*Study material*.

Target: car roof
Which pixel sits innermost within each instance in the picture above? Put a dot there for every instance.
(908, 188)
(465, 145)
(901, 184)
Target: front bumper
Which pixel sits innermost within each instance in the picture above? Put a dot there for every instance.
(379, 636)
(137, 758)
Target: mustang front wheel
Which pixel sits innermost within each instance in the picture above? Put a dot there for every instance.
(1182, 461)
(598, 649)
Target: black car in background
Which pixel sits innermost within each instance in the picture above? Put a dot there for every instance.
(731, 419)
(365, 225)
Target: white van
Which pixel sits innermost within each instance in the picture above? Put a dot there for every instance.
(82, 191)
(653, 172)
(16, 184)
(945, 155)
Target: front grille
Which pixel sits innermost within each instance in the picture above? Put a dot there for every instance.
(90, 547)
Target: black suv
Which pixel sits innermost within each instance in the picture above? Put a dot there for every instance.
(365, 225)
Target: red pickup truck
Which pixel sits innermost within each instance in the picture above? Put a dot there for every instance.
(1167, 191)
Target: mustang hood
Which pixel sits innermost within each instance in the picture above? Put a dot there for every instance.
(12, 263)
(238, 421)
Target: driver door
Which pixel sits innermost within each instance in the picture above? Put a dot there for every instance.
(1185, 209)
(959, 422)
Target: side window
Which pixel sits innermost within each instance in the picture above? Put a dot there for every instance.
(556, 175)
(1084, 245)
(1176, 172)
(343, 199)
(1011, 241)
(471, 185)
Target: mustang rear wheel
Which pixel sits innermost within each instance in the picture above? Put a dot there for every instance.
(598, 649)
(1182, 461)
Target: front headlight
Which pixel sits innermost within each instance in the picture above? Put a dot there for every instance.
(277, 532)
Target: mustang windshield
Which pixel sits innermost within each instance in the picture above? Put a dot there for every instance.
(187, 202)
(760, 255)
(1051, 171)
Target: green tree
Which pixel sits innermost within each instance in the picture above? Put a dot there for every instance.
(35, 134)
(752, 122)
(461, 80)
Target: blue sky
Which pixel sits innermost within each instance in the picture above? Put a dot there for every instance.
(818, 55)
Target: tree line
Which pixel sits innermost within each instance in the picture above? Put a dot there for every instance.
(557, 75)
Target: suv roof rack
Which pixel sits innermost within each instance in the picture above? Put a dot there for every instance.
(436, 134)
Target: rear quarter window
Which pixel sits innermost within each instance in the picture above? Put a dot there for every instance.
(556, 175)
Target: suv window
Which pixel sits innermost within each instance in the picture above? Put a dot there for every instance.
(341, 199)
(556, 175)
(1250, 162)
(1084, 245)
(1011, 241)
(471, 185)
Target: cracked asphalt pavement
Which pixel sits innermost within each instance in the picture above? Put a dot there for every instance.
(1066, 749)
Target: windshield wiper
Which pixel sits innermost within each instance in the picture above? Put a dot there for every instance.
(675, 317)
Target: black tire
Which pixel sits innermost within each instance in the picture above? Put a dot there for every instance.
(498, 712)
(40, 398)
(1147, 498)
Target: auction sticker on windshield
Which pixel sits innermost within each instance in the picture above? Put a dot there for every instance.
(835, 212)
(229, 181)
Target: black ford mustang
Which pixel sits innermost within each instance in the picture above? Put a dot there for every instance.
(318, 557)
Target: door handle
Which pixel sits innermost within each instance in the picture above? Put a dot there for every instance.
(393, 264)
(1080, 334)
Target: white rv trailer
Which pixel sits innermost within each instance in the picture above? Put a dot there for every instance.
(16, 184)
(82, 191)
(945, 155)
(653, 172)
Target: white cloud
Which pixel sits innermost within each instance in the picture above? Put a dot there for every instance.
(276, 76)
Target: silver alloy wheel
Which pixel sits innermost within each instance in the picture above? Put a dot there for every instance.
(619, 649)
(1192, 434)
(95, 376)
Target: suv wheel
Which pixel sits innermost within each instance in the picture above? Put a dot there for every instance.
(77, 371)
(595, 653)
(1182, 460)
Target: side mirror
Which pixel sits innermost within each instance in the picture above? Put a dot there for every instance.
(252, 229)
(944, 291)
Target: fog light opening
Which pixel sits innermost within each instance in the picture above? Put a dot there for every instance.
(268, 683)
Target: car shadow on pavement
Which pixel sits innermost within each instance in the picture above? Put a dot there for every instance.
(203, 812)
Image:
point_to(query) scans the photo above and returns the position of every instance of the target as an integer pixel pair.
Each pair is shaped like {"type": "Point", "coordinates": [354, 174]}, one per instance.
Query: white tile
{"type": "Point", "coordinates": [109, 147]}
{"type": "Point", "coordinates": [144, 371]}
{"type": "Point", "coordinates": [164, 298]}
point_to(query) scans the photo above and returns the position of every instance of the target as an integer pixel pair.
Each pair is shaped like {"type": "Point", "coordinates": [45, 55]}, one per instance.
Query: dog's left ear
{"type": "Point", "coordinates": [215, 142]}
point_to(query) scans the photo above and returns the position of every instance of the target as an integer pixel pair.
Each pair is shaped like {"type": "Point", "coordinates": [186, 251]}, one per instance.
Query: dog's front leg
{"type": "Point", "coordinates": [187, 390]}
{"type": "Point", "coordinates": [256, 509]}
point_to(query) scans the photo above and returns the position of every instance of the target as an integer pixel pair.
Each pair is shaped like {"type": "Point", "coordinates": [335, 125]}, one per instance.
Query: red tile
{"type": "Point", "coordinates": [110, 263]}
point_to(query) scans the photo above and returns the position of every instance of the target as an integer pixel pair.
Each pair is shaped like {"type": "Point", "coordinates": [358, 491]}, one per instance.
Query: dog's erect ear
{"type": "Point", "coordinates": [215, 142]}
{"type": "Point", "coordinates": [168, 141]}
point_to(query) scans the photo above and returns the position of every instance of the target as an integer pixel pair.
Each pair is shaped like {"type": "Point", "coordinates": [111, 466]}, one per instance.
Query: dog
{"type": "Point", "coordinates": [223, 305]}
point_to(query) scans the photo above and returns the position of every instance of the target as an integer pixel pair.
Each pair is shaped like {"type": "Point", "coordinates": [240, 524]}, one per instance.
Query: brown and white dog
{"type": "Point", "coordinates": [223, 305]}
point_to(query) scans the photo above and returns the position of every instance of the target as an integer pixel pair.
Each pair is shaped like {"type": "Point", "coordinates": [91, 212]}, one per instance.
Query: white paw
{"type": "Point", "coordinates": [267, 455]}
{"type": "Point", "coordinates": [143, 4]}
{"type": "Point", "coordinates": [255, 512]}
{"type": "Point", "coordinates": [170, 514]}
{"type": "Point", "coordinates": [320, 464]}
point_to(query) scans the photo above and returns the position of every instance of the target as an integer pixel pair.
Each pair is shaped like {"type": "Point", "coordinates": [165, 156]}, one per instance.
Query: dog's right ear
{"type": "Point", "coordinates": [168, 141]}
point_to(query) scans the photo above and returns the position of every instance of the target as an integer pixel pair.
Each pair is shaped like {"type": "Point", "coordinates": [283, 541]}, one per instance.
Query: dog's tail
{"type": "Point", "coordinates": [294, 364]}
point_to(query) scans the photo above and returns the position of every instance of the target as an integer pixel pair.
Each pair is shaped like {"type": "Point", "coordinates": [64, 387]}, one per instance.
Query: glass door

*Exercise directions*. Write the entries out again exactly.

*Result of the exercise*.
Target: car roof
Which pixel sits innermost within each instance in the picture above? Put a dot there for every instance.
(908, 188)
(465, 145)
(901, 184)
Target: front bumper
Which pixel sits innermost within each instance in the picture above? Put a dot there for every instance.
(379, 636)
(137, 758)
Target: mustang front wheel
Which pixel sits innermost within each instance in the picture above? Put a dot there for every instance.
(1182, 461)
(598, 649)
Target: black car in background
Which pixel sits innermost within each instance in the picture above? Put a dot there for every instance.
(731, 419)
(365, 225)
Target: white van
Which pixel sits innermost within each instance in the picture above? Put a dot there for every instance.
(82, 191)
(653, 172)
(16, 184)
(945, 155)
Target: front grille
Which pixel sits innermost within each instance in the picture above? Put a dot there for every instance.
(90, 547)
Target: black suv
Which pixel sits innermost within each instance in the picture above? Put a dot there for every instance.
(365, 225)
Target: red pickup truck
Which pixel sits innermost within each instance in the picture above? Put a dot there for every instance.
(1167, 191)
Target: mustang hood
Which pixel sits innermost within each instance in the picture above? Put a dot there for every instance.
(12, 263)
(238, 421)
Target: driver door
Which pixel sits innermost within each instance in the picture above? Put a dot there for every instance.
(1185, 209)
(959, 422)
Target: side window
Which pixel sits innermost within each instance in the picture above? Put a dot there for every instance.
(556, 175)
(1084, 245)
(1176, 172)
(343, 199)
(1011, 241)
(471, 185)
Target: mustang rear wheel
Which pixel sits innermost within each instance in the picture above? Put a dot there for every instance.
(598, 649)
(1182, 461)
Target: front headlight
Which pixel sits innermost within each instance in the picture above? Put a dot there for every instance.
(277, 532)
Target: mustang windshield
Which pixel sits innermost within each instance in the picture above? Put a dot there for every instance.
(187, 202)
(760, 255)
(1051, 171)
Target: green tree
Which pixel sits innermost within each instance in the picture above? Put a dot there for every instance.
(35, 134)
(752, 122)
(461, 80)
Target: blue sky
Which pixel sits innermost within each instance in the picture above? Put a dot there for every instance.
(818, 55)
Target: tree line
Which pixel sits innermost within each instance in the picture above? Put a dot there for every instance.
(557, 75)
Target: suv roof rack
Which pixel sits innermost within each instance in the picture above? Put a dot there for every instance.
(436, 134)
Target: rear quarter window
Which pixel sits innermost within each instance in the picture above? Put a dot there for every instance.
(556, 175)
Target: suv window
Which pixel sits innermost within each instance in the picture above? Put a dot there for every instance.
(341, 199)
(556, 175)
(1250, 162)
(1084, 245)
(1011, 241)
(471, 185)
Target: cracked asphalt pavement
Which pixel sits innermost within each instance in the picture above? Put a dot there for every instance.
(1066, 749)
Target: windshield wiper
Which pixel sits innermost within each instance in the picture above? Put a dot there for every instance.
(675, 317)
Target: black tire
Which pixel sits innermost within each instance in the picture above? Put a dot there for every instance.
(498, 712)
(40, 398)
(1147, 498)
Target: auction sticker on windshield
Which pixel sits innermost within each instance in the picture above? Put a dot there for every instance.
(835, 212)
(229, 181)
Target: black ford mustang
Which pixel sits innermost within each instance in the picture above? Put a dot there for every instance.
(318, 557)
Target: door handle
Which pixel sits innermost within each instance in the picture above? Put a dot there for every instance.
(393, 264)
(1080, 334)
Target: white rv trailer
Which pixel sits innermost within each instance in the picture above? Put a dot there for every instance.
(16, 184)
(82, 191)
(945, 155)
(653, 172)
Target: white cloud
Which pixel sits innermost within each instance in the picture above? Put a dot there for every instance.
(276, 76)
Target: silver alloy wheel
Which pixel sits innermost within each instance in the picture above? Put a dot there for every instance.
(619, 649)
(1192, 434)
(95, 376)
Target: suv wheel
Which pixel sits innermost within each instance in the picture above? Put a dot there for every instance.
(77, 371)
(595, 653)
(1182, 460)
Target: side mirror
Which pixel sits innermost within each instance in the picture above? Put a dot there for every instance.
(252, 229)
(944, 291)
Target: fog light opening
Which pixel sits innermost within each instance in the picture above? Put a dot there for every instance.
(268, 683)
Target: car shadow on pavement
Which pixel sits innermost within each instance in the picture above? Put a dot there for every instance.
(203, 812)
Image:
point_to(query) scans the photo above and returns the position of every instance of the target as an integer pixel pair.
Each pair is shaped like {"type": "Point", "coordinates": [354, 174]}, one per instance.
Query: white tile
{"type": "Point", "coordinates": [109, 147]}
{"type": "Point", "coordinates": [144, 371]}
{"type": "Point", "coordinates": [164, 298]}
point_to(query) scans the photo above and returns the position of every instance of the target as an integer pixel pair.
Each pair is shaped like {"type": "Point", "coordinates": [45, 55]}, one per instance.
Query: dog's left ear
{"type": "Point", "coordinates": [215, 142]}
point_to(query) scans the photo above and returns the position of every instance of the target as an integer pixel pair.
Each pair is shaped like {"type": "Point", "coordinates": [186, 251]}, one per instance.
Query: dog's front leg
{"type": "Point", "coordinates": [187, 390]}
{"type": "Point", "coordinates": [256, 509]}
point_to(query) scans the photo above and returns the position of every instance of the target as an integer pixel pair.
Each pair is shaped like {"type": "Point", "coordinates": [335, 125]}, one per instance.
Query: red tile
{"type": "Point", "coordinates": [110, 263]}
point_to(query) scans the photo above and returns the position of every instance of the target as an integer pixel pair.
Each pair is shaped like {"type": "Point", "coordinates": [358, 491]}, one per instance.
Query: dog's erect ear
{"type": "Point", "coordinates": [215, 142]}
{"type": "Point", "coordinates": [168, 141]}
point_to(query) scans the photo above and returns the position of every instance of the target as an integer pixel pair.
Each pair is shaped like {"type": "Point", "coordinates": [111, 466]}, one per instance.
Query: dog
{"type": "Point", "coordinates": [223, 305]}
point_to(query) scans the photo above and returns the position of every instance of the target as an integer pixel pair.
Each pair is shaped like {"type": "Point", "coordinates": [240, 524]}, one per instance.
Query: brown and white dog
{"type": "Point", "coordinates": [223, 305]}
point_to(query) scans the photo above and returns the position of every instance of the target as an integer pixel pair.
Each pair is shaped like {"type": "Point", "coordinates": [91, 212]}, one per instance.
Query: white paw
{"type": "Point", "coordinates": [267, 455]}
{"type": "Point", "coordinates": [143, 4]}
{"type": "Point", "coordinates": [255, 512]}
{"type": "Point", "coordinates": [170, 514]}
{"type": "Point", "coordinates": [320, 464]}
point_to(query) scans the photo above and returns the position of every instance of the target as an integer pixel pair.
Each pair is shaped like {"type": "Point", "coordinates": [165, 156]}, one per instance.
Query: dog's right ear
{"type": "Point", "coordinates": [168, 141]}
point_to(query) scans the photo above and returns the position of every instance of the target as an integer pixel pair.
Each pair is shaped like {"type": "Point", "coordinates": [283, 541]}, one per instance.
Query: dog's tail
{"type": "Point", "coordinates": [294, 364]}
point_to(query) scans the photo above and returns the position of every instance of the target as an integer pixel pair.
Each pair is shaped like {"type": "Point", "coordinates": [64, 387]}, one per instance.
Query: glass door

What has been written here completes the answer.